**DATA LINES**
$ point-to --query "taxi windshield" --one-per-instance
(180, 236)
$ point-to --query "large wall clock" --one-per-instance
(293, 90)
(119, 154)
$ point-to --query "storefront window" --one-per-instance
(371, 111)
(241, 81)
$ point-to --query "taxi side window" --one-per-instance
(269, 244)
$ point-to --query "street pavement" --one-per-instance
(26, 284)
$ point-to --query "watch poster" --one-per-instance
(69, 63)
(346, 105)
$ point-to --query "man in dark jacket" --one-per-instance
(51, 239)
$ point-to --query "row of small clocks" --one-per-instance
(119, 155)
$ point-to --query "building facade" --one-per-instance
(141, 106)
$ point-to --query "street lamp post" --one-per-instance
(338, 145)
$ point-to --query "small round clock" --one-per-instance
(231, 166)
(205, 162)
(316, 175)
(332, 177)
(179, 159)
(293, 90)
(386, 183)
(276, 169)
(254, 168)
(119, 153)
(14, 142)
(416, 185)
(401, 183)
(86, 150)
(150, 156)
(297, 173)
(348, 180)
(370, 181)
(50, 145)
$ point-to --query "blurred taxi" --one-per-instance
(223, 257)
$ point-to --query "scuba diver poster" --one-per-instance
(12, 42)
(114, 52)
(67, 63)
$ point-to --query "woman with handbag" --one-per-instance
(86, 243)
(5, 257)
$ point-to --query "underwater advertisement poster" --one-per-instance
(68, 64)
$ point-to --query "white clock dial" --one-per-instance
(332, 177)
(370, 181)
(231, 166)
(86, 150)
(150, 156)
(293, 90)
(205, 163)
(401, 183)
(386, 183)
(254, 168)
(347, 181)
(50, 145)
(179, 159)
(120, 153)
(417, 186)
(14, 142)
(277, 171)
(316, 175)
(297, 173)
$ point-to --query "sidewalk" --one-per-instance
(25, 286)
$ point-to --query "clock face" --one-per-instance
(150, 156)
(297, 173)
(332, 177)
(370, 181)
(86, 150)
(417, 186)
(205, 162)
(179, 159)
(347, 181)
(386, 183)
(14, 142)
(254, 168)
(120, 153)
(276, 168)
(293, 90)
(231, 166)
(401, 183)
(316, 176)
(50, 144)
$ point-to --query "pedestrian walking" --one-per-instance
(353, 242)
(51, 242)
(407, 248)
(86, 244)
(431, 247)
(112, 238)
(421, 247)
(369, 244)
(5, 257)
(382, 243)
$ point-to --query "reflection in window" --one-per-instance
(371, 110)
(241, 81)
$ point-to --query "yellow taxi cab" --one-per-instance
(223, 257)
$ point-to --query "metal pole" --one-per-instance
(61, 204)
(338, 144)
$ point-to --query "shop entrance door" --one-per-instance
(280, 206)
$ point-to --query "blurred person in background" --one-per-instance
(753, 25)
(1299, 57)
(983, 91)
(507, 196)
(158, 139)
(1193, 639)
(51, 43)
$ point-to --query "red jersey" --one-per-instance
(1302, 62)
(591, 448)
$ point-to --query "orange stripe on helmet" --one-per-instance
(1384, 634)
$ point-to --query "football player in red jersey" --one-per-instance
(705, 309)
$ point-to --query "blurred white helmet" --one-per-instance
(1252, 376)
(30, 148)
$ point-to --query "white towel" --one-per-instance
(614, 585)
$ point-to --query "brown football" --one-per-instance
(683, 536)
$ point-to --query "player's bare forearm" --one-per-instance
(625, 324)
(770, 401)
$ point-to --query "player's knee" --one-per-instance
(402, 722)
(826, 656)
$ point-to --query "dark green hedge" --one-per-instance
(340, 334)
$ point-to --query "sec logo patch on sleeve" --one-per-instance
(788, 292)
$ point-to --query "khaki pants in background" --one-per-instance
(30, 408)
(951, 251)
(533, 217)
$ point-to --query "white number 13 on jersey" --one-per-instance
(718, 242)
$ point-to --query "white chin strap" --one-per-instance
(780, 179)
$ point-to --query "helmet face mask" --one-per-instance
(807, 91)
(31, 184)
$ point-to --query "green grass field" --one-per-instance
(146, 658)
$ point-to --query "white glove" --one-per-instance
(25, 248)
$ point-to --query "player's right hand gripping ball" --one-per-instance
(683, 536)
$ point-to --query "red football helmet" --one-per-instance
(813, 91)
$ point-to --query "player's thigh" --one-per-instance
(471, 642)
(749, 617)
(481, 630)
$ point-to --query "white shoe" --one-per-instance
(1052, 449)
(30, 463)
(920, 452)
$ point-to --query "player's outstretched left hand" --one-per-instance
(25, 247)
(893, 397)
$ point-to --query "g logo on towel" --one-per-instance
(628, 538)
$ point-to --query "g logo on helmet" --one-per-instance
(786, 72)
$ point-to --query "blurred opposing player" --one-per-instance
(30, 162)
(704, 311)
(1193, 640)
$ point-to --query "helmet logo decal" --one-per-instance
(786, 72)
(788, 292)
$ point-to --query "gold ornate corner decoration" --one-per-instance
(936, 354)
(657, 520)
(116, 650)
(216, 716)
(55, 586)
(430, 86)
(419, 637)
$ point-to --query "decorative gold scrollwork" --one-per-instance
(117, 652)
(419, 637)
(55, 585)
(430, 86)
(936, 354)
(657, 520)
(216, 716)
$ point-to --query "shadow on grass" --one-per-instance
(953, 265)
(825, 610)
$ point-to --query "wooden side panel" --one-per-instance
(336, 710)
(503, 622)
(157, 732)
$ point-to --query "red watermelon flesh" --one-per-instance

**THE EXERCISE**
Go through the data and return every record exactly.

**RESULT FOR THIS TASK**
$ point-to --query "taxi windshield" --one-per-instance
(180, 236)
$ point-to --query "large wall clock" --one-per-instance
(293, 90)
(119, 154)
$ point-to --query "storefront window" --one-per-instance
(371, 111)
(241, 81)
$ point-to --query "taxi side window" --one-per-instance
(269, 244)
$ point-to --query "street pavement" --one-per-instance
(26, 284)
$ point-to --query "watch poster" --one-per-instance
(69, 63)
(346, 105)
$ point-to --query "man in dark jacket" --one-per-instance
(51, 239)
$ point-to --query "row of small clocks" --one-per-instance
(119, 155)
$ point-to --query "building facade" --one-per-instance
(141, 106)
$ point-to --query "street lamp post" --one-per-instance
(338, 145)
$ point-to --query "small round clock" --one-per-instance
(231, 166)
(205, 162)
(316, 175)
(332, 177)
(179, 159)
(293, 90)
(386, 183)
(276, 169)
(254, 168)
(119, 153)
(14, 142)
(416, 185)
(401, 183)
(86, 150)
(150, 156)
(297, 173)
(348, 180)
(370, 181)
(50, 145)
$ point-to --query "blurred taxi" --one-per-instance
(223, 257)
$ point-to --query "scuba diver poster" --one-per-instance
(12, 42)
(114, 52)
(67, 63)
$ point-to --query "woman with handbag" --one-per-instance
(86, 243)
(5, 257)
$ point-to --query "underwater advertisement poster" --one-per-instance
(68, 64)
$ point-to --query "white clock dial" --one-per-instance
(332, 177)
(370, 181)
(231, 166)
(86, 150)
(150, 156)
(293, 90)
(205, 163)
(401, 183)
(386, 183)
(254, 168)
(347, 181)
(50, 145)
(179, 159)
(120, 153)
(417, 186)
(14, 142)
(277, 171)
(316, 175)
(297, 173)
$ point-to --query "sidewalk" --one-per-instance
(25, 286)
$ point-to --query "clock face" --one-per-instance
(150, 156)
(297, 173)
(332, 177)
(370, 181)
(86, 150)
(417, 186)
(205, 162)
(179, 159)
(347, 181)
(386, 183)
(14, 142)
(254, 168)
(120, 153)
(276, 168)
(293, 90)
(231, 166)
(401, 183)
(316, 176)
(50, 144)
$ point-to --query "pedestrian walking" --one-per-instance
(353, 242)
(51, 242)
(407, 248)
(86, 244)
(431, 247)
(112, 238)
(421, 247)
(369, 244)
(5, 257)
(382, 243)
$ point-to --query "reflection in window" --one-per-instance
(371, 110)
(241, 81)
$ point-to --query "yellow taxi cab" --one-per-instance
(223, 257)
$ point-to --query "metal pole" --one-per-instance
(61, 204)
(338, 144)
$ point-to --query "shop entrance door" --one-per-instance
(280, 206)
$ point-to --query "blurred person in background" --one-per-instance
(753, 25)
(1299, 57)
(983, 91)
(507, 196)
(158, 139)
(1193, 639)
(51, 43)
$ point-to --query "red jersey" --one-per-instance
(1302, 62)
(591, 448)
$ point-to --query "orange stripe on helmet" --one-per-instance
(1384, 634)
$ point-to --query "football player in red jersey" --one-per-instance
(705, 309)
$ point-to --query "blurred white helmet" --one-per-instance
(1252, 376)
(30, 148)
$ point-to --query "white towel" --one-per-instance
(614, 585)
$ point-to --query "brown football" --one-per-instance
(683, 536)
$ point-to --query "player's bare forearm" --one-per-instance
(625, 324)
(770, 401)
$ point-to --query "player's knee" --one-per-instance
(402, 722)
(826, 656)
$ point-to --query "dark green hedge" --one-per-instance
(340, 334)
$ point-to --query "sec logo patch on sleeve" --one-per-instance
(788, 292)
$ point-to --query "khaki pants in background" --one-per-instance
(30, 408)
(951, 251)
(533, 217)
$ point-to --query "white number 13 on jersey" --one-per-instance
(718, 242)
$ point-to --query "white chin strap" --one-per-instance
(780, 179)
$ point-to --query "helmet face mask" --one-per-instance
(807, 91)
(31, 184)
$ point-to --query "green grass field" --one-per-instance
(146, 658)
$ point-to --query "white glove" --one-per-instance
(25, 248)
$ point-to --query "player's right hand gripping ball" --one-per-instance
(683, 536)
$ point-to --query "red football helmet" --one-per-instance
(813, 91)
$ point-to --query "player's thigh" --one-per-instance
(471, 642)
(749, 617)
(481, 630)
$ point-to --query "white shoe" --one-per-instance
(1052, 449)
(30, 463)
(920, 452)
$ point-to --query "player's outstretched left hand" --one-per-instance
(25, 247)
(893, 397)
$ point-to --query "g logo on towel" --one-per-instance
(628, 538)
$ point-to --query "g logo on helmet" --one-per-instance
(786, 72)
$ point-to --query "blurred opposing player" --one-per-instance
(30, 162)
(704, 311)
(1193, 640)
$ point-to --query "helmet logo decal" --one-per-instance
(786, 72)
(788, 292)
$ point-to --query "gold ornate corner decoration" --one-per-instance
(936, 354)
(657, 520)
(116, 650)
(216, 716)
(55, 586)
(430, 86)
(419, 637)
$ point-to --query "decorative gold scrollwork" --one-per-instance
(117, 652)
(419, 637)
(55, 585)
(430, 86)
(936, 354)
(657, 520)
(216, 716)
$ point-to --query "shadow on grass" --one-per-instance
(953, 265)
(825, 610)
$ point-to --query "wooden side panel" --one-per-instance
(336, 710)
(503, 622)
(157, 732)
$ point-to --query "red watermelon flesh" --one-per-instance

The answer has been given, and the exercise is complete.